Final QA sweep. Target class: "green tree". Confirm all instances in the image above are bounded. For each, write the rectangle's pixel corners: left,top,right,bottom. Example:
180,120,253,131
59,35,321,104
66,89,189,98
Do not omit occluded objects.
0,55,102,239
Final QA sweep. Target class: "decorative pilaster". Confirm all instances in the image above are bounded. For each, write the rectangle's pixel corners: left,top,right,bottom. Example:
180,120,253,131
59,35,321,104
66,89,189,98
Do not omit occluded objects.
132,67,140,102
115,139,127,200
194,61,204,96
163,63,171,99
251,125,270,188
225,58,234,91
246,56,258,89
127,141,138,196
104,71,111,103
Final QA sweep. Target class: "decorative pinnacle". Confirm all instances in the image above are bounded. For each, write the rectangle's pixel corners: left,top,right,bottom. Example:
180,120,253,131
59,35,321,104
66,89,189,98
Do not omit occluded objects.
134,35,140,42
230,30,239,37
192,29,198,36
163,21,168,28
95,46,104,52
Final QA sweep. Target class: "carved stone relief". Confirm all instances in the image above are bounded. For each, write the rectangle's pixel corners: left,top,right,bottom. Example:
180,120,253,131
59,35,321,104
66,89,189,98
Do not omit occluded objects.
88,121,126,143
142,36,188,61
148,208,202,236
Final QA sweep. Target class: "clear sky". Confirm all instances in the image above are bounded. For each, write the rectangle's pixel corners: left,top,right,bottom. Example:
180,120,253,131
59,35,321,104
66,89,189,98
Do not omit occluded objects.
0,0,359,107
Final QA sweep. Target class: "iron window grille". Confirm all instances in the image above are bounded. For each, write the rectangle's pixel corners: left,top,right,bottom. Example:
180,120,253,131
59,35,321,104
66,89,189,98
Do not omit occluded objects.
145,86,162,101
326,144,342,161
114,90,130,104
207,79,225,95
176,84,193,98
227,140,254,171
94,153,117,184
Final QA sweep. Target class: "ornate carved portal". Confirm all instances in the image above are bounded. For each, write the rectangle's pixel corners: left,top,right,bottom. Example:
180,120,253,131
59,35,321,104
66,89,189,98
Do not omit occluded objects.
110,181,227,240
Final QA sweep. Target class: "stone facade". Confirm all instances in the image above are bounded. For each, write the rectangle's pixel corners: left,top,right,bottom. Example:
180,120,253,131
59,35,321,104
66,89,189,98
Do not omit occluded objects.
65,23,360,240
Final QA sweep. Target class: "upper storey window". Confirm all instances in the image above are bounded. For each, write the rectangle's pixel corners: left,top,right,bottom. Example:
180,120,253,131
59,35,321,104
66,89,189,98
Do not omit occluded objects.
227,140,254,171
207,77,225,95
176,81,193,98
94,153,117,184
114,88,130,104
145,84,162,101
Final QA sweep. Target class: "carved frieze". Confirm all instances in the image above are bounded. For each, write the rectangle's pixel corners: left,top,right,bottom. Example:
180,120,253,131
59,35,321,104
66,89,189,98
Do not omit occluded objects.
******
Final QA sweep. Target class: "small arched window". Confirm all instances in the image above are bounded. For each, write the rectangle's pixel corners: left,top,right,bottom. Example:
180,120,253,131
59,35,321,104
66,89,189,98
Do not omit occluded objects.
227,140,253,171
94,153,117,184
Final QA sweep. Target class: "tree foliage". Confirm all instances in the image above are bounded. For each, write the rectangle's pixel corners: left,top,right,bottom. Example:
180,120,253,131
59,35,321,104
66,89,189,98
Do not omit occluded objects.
******
> Your goal
Find how many lines of the listing include the word "decorative", and state that number by itself.

> Response to this exercise
2